# Material supplied

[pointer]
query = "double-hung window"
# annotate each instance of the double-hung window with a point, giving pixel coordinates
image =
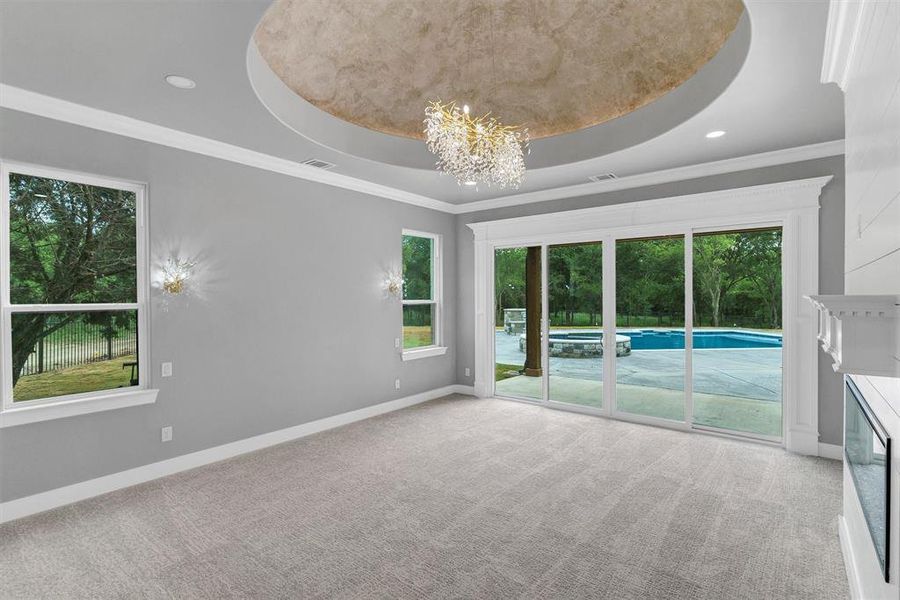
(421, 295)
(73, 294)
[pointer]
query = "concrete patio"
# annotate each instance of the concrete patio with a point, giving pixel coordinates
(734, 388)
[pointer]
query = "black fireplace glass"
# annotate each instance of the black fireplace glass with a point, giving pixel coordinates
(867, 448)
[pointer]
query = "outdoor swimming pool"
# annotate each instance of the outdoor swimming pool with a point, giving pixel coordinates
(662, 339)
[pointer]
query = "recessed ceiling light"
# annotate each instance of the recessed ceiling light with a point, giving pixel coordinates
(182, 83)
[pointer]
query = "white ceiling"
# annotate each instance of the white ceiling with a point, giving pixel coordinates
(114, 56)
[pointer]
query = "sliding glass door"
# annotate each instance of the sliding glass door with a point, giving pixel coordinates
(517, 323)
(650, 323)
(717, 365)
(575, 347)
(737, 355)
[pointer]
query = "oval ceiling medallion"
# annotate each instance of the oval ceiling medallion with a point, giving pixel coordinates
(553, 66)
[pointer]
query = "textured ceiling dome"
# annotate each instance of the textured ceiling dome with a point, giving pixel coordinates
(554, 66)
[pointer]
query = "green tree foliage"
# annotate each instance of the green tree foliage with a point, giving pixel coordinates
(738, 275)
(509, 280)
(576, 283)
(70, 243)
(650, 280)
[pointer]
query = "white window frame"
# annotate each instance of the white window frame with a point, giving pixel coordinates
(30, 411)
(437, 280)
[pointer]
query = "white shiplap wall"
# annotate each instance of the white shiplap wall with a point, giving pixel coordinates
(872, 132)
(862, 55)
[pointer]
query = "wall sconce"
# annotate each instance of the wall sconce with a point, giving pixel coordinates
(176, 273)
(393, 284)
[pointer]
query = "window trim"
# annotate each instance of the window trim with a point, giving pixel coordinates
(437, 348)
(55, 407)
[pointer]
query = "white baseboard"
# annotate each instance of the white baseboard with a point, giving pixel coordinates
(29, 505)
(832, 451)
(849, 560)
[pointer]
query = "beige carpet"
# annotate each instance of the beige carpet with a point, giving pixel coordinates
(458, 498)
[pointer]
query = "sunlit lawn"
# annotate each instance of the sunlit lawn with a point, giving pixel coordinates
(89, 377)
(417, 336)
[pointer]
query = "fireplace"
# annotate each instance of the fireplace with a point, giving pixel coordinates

# Directive
Set every line down exactly as written, leaving each picture out.

# Result for this exercise
[pointer]
query = "double-hung window"
# annotate each instance of the double-hung window with a point, giving pixel coordinates
image =
(421, 295)
(73, 294)
[pointer]
query = "concrete patio"
# annotate each instance of the concrete patio with a point, giving pixel coordinates
(734, 388)
[pointer]
query = "black fireplace glass"
# annotate each instance of the black fireplace glass with a point, giving pixel coordinates
(867, 448)
[pointer]
query = "outdoor swimming pool"
# annotate each instance of the outdoor swimming pool with a point, giving pixel coordinates
(662, 339)
[pointer]
query = "recessed ceiling light"
# annotate each instance of the recessed ceiling light with a point, giving pixel coordinates
(182, 83)
[pointer]
query = "white ceiling"
# annotate each instance of the white ceiling with a point, giving pixel coordinates
(114, 56)
[pointer]
query = "sliding glass door"
# annotate each instance of the sliding glass door with a point, giving pixel coordinates
(517, 323)
(650, 323)
(717, 365)
(575, 347)
(737, 355)
[pointer]
query = "oval ceiling medallion"
# annotate each instance of the oval ceiling medallion with a point, giving pixel coordinates
(553, 66)
[pointer]
query = "textured ceiling dome"
# annotate each instance of the textured ceiling dome with a point, giving pixel coordinates
(554, 66)
[pointer]
query = "green tree foliage"
# annotate each instance of the green tree foliage with a point, giving pixel coordinates
(738, 275)
(509, 280)
(576, 283)
(70, 243)
(650, 280)
[pointer]
query = "white window frame"
# annotate each instance of the white window frame with a point, giving pixel coordinates
(30, 411)
(437, 280)
[pointer]
query = "white shiplap wall"
# annotate each instance of the white shiplap wall with a point, giving pixel coordinates
(872, 132)
(862, 55)
[pointer]
query = "wall sconce"
# annotate each instance of the wall sconce with a point, giving pixel coordinates
(176, 273)
(393, 284)
[pointer]
query = "window trim"
# annotate each instance of the window trim with a point, giving pixel coordinates
(437, 348)
(55, 407)
[pointer]
query = "white baseboard"
# annotate each instance of the white baseboard with a point, giving pixel coordinates
(29, 505)
(832, 451)
(849, 560)
[pointer]
query = "beige carpet"
# annotate each instance of the beige carpet with a point, giving pixel coordinates
(458, 498)
[pointer]
query = "sunlit lawn"
# annotate each instance of the sunlit lawn with a point, giving pixel coordinates
(89, 377)
(417, 336)
[pointer]
query = "fireplace"
# annotate each instance of the fireplace with a point, giving pixel coordinates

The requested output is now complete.